Vertaal graag deze zin uit de aangeleverde passage in het Engels: "Een besluit tot het opleggen van een maatregel is een voor de betrokkene belastend besluit."

- _AANGELEVERDE PASSAGE_
┄┄┄┄┄┄┄┄┄┄┄┄┄┄┄┄┄┄┄┄

3. In hoger beroep heeft appellant zich op de hierna te bespreken gronden gekeerd tegen aangevallen uitspraak 1, de aangevallen tussenuitspraak en tegen aangevallen uitspraak 2 voor zover daarbij de rechtsgevolgen van bestreden besluit 3 in stand zijn gelaten.

4. De Raad komt tot de volgende beoordeling.

4.1.

Appellant is in beginsel verplicht om – kort gezegd – gebruik te maken van een door het college aangeboden voorziening gericht op arbeidsinschakeling. Dat staat in artikel 9, eerste lid, aanhef en onder b, van de PW. Niet in geschil is dat het traject bij SDW een dergelijke voorziening is. In deze zaken is in geschil of het college terecht aan appellant maatregelen heeft opgelegd op de grond dat appellant niet heeft meegewerkt aan het traject en dat hem dat te verwijten is.

4.2.

Een besluit tot het opleggen van een maatregel is een voor de betrokkene belastend besluit. Dat betekent dat het op de weg van het college ligt om aannemelijk te maken dat appellant door zijn gedragingen niet heeft voldaan aan de op grond van artikel 9, eerste lid, aanhef en onder b, van de PW op hem rustende plicht om gebruik te maken van een door het college aangeboden voorziening gericht op arbeidsinschakeling.

Verplichting

4.3.

Appellant heeft aangevoerd dat de verplichting om deel te nemen aan het traject niet voor hem gold. Daarom hoefde hij volgens hem geen gehoor te geven aan de uitnodigingen (in de bewoording van de PW en de Verordening: oproepen) om voor deelname aan de eerste werkdag bij SDW te verschijnen. Appellant stelt zich daarbij op het standpunt dat hij al vrijwilligerswerk deed en dat hij dus niet ook nog een tegenprestatie hoeft te leveren. Verder stelt hij zich op het standpunt dat hij zelf beslist of hij zonder betaling werkzaamheden verricht. Deze beroepsgrond slaagt niet.

4.3.1.

Zoals uit 4.1 volgt, was appellant in beginsel verplicht om gebruik te maken van het traject. Daarbij bepaalt niet hij, maar het college welke re-integratievoorziening nodig is voor het beoogde doel: arbeidsinschakeling. Dit volgt uit vaste rechtspraak (uitspraak van 26 april 2011, ECLI:NL:CRVB:2011:BQ3331).

┄┄┄┄┄┄┄┄┄┄┄┄┄┄┄┄┄┄┄┄

- _BRONMATERIAAL_
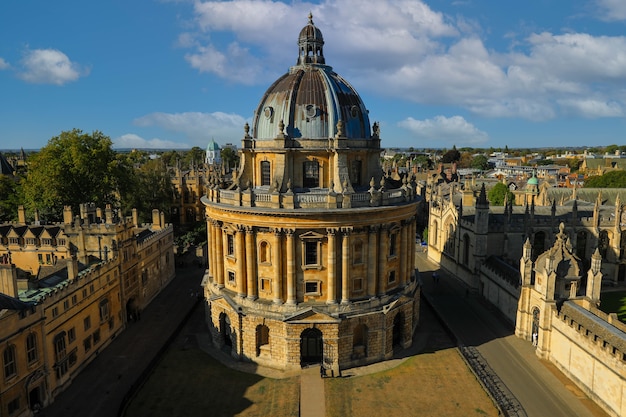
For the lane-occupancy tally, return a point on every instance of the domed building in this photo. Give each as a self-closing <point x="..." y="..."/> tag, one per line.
<point x="311" y="246"/>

┄┄┄┄┄┄┄┄┄┄┄┄┄┄┄┄┄┄┄┄

- _VOLLEDIG ANTWOORD_
A decision to impose a measure is a decision that is burdensome for the person concerned.